[Data entries]
[start]

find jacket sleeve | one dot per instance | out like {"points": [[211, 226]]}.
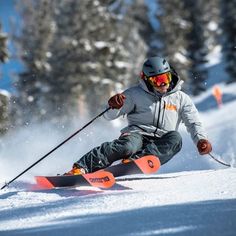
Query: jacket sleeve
{"points": [[127, 108], [190, 117]]}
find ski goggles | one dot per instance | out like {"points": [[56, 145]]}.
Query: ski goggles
{"points": [[160, 80]]}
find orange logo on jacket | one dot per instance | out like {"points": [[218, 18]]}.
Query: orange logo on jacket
{"points": [[170, 107]]}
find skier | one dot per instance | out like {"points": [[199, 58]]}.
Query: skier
{"points": [[154, 108]]}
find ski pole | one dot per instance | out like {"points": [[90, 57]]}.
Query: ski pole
{"points": [[221, 162], [59, 145]]}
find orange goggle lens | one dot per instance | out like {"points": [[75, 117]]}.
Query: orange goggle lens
{"points": [[160, 80]]}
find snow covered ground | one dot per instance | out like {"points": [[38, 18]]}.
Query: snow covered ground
{"points": [[191, 195]]}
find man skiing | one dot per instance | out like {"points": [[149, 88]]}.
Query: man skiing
{"points": [[154, 108]]}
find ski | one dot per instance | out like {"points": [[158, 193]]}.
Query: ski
{"points": [[100, 179], [145, 165]]}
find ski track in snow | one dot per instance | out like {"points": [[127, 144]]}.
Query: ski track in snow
{"points": [[183, 203]]}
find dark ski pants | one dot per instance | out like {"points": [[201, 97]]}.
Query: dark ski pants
{"points": [[133, 145]]}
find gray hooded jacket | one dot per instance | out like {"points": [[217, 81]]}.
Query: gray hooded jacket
{"points": [[154, 114]]}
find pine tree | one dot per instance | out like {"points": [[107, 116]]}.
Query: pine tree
{"points": [[4, 97], [4, 55], [34, 41], [197, 49], [228, 16], [172, 34], [79, 53]]}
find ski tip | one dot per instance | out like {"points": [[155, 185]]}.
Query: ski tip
{"points": [[42, 182], [148, 164], [100, 179]]}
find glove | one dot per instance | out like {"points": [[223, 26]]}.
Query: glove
{"points": [[204, 146], [117, 101]]}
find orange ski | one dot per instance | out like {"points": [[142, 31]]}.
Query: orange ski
{"points": [[100, 179]]}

[end]

(Prompt) Can you format every line of the rows above as a numbered list, without blank lines and without the pictures?

(Finished answer)
1. find jacket sleeve | one dot per instance | out like {"points": [[211, 226]]}.
2. Query: jacket sleeve
3. {"points": [[127, 108], [190, 117]]}
4. find ski goggles | one dot per instance | out like {"points": [[56, 145]]}.
5. Query: ski goggles
6. {"points": [[160, 80]]}
7. find orange logo on jacket | one dot per instance | out like {"points": [[218, 18]]}.
8. Query: orange logo on jacket
9. {"points": [[170, 107]]}
10. find skier | one dot per instance | out like {"points": [[199, 58]]}.
11. Query: skier
12. {"points": [[154, 108]]}
13. find ski pole | one dot per instance | out like {"points": [[90, 57]]}.
14. Query: ski pole
15. {"points": [[221, 162], [59, 145]]}
16. find orange goggle lens | one dot per instance | out like {"points": [[75, 117]]}.
17. Query: orange goggle lens
18. {"points": [[160, 80]]}
19. find snow covered ground | one dot per instance | out like {"points": [[38, 18]]}.
20. Query: snow covered ground
21. {"points": [[191, 195]]}
22. find man skiing | one dot per instance | out like {"points": [[149, 88]]}.
23. Query: man skiing
24. {"points": [[154, 108]]}
25. find ski | one dot per instance | out like {"points": [[158, 193]]}.
26. Query: ski
27. {"points": [[100, 179], [145, 165]]}
28. find ski track in snow | one dot per instance | out like {"points": [[127, 144]]}.
29. Query: ski track in snow
30. {"points": [[183, 203]]}
31. find dark ski pants | one dot per instance | out like {"points": [[201, 97]]}.
32. Query: dark ski pants
33. {"points": [[133, 145]]}
34. find gray hooded jacket | one dot per instance | out like {"points": [[217, 81]]}.
35. Query: gray hooded jacket
36. {"points": [[154, 114]]}
37. find pine tree | one dot per instance | out like {"points": [[107, 116]]}.
38. Query: pine tree
39. {"points": [[4, 97], [4, 55], [34, 41], [197, 49], [228, 16], [172, 34], [79, 53]]}
40. find ski tip | one dot per instance | out like {"points": [[155, 185]]}.
41. Query: ski tip
42. {"points": [[42, 182], [148, 164], [100, 179]]}
43. find glove | one dot per instance | out like {"points": [[223, 26]]}.
44. Query: glove
45. {"points": [[204, 146], [117, 101]]}
46. find orange ski | one dot per instance | out like {"points": [[142, 31]]}.
47. Query: orange ski
48. {"points": [[100, 179]]}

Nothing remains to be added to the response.